Give only the lines from the one containing "# for each instance of the person wearing" through the end of the material below, exactly as written.
● ● ● ● ●
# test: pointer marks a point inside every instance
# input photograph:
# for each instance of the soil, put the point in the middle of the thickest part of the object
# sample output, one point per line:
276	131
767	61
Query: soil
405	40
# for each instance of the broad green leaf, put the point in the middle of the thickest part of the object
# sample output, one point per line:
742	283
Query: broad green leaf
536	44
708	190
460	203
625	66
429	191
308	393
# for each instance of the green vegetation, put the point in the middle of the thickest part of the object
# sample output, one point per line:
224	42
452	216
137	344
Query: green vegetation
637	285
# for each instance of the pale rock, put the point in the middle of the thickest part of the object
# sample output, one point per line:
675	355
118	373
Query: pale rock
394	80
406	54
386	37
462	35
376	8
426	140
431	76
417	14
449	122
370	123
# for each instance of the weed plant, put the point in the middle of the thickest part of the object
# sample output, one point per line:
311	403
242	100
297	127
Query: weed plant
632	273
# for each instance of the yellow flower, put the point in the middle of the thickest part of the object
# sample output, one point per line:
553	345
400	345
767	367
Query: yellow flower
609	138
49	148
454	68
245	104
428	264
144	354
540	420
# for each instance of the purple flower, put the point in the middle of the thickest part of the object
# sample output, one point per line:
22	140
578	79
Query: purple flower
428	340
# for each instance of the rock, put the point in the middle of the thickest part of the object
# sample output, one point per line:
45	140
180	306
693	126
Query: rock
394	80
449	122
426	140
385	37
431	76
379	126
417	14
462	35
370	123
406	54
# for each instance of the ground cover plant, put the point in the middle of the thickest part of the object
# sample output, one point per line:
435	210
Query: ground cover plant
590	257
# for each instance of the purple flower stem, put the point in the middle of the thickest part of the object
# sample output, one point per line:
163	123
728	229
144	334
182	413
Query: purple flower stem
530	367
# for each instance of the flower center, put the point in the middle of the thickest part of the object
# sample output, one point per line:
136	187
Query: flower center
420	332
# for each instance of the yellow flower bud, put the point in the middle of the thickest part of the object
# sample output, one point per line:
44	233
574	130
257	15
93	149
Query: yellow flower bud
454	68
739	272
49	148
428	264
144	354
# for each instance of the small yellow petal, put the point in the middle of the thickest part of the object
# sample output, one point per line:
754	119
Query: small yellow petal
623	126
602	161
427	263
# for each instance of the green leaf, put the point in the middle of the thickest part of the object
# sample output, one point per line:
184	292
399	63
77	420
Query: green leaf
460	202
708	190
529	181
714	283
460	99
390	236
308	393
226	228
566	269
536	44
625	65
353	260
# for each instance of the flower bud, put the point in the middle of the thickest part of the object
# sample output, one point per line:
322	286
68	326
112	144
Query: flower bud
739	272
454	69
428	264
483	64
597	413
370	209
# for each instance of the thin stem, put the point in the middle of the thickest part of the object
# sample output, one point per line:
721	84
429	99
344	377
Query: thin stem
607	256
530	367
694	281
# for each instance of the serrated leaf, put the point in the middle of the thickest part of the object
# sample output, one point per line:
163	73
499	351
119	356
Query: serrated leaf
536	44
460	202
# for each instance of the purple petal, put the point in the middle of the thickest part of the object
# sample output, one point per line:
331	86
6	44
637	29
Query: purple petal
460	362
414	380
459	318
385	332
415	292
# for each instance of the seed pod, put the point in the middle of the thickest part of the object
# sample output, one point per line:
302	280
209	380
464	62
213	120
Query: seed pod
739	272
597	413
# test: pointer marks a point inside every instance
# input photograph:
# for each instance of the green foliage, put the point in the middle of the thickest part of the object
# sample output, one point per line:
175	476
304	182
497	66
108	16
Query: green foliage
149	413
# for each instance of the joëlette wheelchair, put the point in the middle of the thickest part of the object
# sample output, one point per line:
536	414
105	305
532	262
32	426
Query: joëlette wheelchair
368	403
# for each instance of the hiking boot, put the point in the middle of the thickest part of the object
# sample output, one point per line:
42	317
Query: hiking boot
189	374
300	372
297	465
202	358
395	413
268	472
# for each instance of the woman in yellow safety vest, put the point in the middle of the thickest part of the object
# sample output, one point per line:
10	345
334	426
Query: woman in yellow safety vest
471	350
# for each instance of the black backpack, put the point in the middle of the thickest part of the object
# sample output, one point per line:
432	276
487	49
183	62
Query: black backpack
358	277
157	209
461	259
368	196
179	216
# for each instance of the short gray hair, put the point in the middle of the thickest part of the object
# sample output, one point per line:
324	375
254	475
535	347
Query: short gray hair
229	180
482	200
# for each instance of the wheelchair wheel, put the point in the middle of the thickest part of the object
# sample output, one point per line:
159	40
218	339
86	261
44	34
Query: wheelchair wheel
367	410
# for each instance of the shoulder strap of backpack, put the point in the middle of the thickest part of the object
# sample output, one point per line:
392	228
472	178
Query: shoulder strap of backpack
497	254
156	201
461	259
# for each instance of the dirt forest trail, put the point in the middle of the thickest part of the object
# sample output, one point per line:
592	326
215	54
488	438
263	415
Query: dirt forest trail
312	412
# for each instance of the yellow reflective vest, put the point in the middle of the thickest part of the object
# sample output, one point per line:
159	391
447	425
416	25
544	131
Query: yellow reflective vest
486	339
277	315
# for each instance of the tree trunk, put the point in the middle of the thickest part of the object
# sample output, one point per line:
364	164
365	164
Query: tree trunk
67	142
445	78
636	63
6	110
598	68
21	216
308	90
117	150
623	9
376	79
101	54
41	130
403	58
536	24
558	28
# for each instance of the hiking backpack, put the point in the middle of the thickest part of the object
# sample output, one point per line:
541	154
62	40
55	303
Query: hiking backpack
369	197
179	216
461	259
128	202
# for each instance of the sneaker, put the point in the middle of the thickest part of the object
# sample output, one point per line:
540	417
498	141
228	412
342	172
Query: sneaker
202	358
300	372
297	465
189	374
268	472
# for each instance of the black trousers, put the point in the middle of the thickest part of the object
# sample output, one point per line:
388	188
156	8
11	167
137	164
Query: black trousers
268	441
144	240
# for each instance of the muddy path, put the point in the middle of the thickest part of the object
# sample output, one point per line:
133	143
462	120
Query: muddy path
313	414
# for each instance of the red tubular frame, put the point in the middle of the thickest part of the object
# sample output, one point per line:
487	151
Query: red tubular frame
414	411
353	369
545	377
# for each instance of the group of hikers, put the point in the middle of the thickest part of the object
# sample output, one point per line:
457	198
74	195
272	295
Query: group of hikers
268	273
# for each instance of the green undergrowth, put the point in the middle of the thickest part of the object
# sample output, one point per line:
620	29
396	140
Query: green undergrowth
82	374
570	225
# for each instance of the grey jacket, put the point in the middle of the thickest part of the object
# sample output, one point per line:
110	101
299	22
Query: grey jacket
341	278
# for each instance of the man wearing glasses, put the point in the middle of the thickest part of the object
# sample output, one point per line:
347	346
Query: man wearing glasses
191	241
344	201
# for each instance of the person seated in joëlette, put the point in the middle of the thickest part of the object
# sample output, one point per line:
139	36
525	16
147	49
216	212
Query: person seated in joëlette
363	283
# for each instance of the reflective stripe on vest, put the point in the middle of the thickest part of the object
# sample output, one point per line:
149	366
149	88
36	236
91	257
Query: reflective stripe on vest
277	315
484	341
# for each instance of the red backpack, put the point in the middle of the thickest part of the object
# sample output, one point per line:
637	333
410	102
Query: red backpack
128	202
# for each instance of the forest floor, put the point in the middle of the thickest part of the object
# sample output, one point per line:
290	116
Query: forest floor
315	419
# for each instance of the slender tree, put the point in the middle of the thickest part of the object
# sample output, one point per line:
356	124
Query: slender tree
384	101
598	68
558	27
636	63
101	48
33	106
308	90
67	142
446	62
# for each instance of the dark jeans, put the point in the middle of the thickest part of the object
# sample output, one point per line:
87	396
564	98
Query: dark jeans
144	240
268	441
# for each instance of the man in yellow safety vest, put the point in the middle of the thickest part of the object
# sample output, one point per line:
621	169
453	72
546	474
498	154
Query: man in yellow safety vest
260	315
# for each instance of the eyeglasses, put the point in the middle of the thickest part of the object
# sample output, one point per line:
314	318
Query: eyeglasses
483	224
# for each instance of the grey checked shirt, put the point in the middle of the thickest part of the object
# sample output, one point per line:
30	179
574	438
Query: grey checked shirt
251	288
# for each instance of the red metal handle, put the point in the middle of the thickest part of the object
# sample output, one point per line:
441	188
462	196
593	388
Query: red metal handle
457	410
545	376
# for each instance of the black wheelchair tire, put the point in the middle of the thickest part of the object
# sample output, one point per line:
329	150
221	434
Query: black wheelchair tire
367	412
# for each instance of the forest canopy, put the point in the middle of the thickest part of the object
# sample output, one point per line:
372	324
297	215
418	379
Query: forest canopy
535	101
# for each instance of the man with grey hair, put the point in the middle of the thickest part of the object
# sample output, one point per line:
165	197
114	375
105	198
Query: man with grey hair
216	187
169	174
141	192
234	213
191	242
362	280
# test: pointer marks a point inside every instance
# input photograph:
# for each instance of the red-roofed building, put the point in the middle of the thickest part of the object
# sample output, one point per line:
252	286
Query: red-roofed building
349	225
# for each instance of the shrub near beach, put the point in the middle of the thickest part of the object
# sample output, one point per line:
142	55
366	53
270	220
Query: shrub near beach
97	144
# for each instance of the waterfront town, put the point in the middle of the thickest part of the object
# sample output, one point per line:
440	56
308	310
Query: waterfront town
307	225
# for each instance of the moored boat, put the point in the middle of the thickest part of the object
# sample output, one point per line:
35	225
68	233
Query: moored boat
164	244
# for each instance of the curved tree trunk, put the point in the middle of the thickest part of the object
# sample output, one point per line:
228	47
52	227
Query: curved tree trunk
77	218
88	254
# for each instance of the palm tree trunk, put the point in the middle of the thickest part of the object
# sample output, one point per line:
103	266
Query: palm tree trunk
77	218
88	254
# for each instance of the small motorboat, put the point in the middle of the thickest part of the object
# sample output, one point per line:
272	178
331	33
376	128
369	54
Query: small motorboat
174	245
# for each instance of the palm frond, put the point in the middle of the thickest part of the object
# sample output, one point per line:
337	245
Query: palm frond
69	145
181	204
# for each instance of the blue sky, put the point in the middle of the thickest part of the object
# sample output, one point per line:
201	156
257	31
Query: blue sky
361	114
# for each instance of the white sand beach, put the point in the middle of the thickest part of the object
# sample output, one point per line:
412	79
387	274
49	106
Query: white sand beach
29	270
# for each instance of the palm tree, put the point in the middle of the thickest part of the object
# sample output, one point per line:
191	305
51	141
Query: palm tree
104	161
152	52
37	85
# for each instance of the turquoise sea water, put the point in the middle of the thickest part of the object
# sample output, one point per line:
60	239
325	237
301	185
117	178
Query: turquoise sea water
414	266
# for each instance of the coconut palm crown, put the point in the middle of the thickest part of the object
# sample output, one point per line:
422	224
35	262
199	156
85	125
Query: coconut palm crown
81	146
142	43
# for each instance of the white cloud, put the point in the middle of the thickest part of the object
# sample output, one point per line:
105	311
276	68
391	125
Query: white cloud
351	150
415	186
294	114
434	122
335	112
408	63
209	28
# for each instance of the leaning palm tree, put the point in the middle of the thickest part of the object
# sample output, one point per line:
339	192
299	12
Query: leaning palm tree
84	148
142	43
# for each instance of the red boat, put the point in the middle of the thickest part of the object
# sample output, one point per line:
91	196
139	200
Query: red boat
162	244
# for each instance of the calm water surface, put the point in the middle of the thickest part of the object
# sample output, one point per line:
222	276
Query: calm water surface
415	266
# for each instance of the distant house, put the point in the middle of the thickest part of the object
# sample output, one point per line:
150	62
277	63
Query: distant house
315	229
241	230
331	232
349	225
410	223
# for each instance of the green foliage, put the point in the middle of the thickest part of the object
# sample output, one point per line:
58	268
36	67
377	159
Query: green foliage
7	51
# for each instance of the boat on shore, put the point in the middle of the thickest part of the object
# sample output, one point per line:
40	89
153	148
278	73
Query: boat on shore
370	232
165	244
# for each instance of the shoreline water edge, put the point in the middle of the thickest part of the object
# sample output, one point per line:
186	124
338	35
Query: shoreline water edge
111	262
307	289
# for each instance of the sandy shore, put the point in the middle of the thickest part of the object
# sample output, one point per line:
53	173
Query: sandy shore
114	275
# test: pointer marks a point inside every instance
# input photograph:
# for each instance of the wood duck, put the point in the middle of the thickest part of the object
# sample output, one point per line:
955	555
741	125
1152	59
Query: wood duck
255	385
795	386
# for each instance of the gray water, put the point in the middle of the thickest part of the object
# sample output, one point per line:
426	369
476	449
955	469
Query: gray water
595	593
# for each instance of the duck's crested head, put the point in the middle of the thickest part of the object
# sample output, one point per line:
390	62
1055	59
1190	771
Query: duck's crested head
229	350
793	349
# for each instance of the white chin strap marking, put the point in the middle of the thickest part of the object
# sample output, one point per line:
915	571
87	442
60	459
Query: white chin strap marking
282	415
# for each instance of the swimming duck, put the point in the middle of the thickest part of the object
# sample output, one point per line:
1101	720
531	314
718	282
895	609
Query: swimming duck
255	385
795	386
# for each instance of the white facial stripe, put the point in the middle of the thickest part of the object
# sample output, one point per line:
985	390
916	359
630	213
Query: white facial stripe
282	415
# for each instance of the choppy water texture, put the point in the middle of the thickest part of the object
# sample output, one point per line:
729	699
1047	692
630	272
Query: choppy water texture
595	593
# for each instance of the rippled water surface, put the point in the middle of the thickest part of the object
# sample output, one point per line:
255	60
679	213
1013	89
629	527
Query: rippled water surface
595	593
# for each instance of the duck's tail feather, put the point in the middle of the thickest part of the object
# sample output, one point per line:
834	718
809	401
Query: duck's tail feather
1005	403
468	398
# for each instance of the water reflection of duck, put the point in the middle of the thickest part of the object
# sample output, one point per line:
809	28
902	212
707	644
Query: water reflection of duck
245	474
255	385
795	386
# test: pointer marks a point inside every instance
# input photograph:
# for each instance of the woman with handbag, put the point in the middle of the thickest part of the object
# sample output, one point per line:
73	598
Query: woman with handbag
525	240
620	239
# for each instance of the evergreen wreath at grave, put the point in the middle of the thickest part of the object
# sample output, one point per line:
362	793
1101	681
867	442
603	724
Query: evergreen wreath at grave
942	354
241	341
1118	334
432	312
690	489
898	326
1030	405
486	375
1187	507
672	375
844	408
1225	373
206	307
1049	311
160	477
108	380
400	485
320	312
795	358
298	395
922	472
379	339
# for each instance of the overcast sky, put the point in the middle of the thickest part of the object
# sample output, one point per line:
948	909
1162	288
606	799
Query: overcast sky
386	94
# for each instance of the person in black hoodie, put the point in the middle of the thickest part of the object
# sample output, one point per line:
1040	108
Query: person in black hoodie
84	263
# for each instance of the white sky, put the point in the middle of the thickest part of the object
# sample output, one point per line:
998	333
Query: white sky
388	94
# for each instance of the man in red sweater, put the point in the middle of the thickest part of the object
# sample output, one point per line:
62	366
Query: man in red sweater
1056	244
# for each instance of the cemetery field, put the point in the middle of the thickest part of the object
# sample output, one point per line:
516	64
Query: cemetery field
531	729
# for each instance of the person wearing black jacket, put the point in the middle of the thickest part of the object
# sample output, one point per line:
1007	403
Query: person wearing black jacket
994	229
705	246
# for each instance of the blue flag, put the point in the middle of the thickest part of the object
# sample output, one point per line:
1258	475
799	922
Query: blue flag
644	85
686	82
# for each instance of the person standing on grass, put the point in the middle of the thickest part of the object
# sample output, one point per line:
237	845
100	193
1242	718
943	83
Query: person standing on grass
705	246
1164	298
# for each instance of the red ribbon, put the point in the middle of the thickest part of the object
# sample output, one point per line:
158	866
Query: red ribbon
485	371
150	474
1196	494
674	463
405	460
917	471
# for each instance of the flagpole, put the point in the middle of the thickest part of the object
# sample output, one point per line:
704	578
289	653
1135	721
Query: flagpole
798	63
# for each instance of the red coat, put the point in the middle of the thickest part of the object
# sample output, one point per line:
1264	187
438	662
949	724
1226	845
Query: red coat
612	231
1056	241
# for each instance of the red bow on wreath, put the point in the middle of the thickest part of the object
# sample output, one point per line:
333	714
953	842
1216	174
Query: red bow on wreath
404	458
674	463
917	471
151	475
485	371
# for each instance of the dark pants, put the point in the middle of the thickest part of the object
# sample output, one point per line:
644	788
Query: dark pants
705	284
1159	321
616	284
● ● ● ● ●
> [Correct response]
# for each instance of the person wearing black jacket, put the point in the middle of the thickest part of the object
# sample output, one point per line:
1007	403
Query: person wearing black jacket
994	229
705	246
# for each instance of the blue flag, put the point in the middle of the thickest part of the object
# sample output, one point per line:
1258	475
799	922
Query: blue flag
644	85
686	82
# for each instance of the person standing on grass, put the point in the middle of the thickest part of the object
# sample output, one point per line:
237	845
100	193
1242	718
943	83
Query: person standing on grass
705	246
1164	298
# for each instance of the red ribbon, put the point in the middle of the thickest part of the object
# sample output, one point per line:
158	866
Query: red ribbon
485	371
150	474
1196	494
674	463
405	460
917	471
# for each instance of the flagpole, put the point in the middle of the thickest part of the object
# sample output, one point per line:
704	578
289	653
1135	721
Query: flagpole
798	63
# for each instance of the red coat, put the point in the middle of the thickest part of the object
# sample output, one point per line:
1264	187
438	662
949	724
1226	845
Query: red coat
612	231
1056	241
# for each instance of the red bow on wreath, put the point in the middle of the thickest part of the object
# sample output, one point per line:
333	714
953	842
1216	174
Query: red bow on wreath
404	458
674	463
917	471
151	475
485	371
# for each instance of the dark pants, put the point in the middle of the thickest part of the object
# sample output, one point per line:
644	788
Query: dark pants
705	284
1159	321
616	284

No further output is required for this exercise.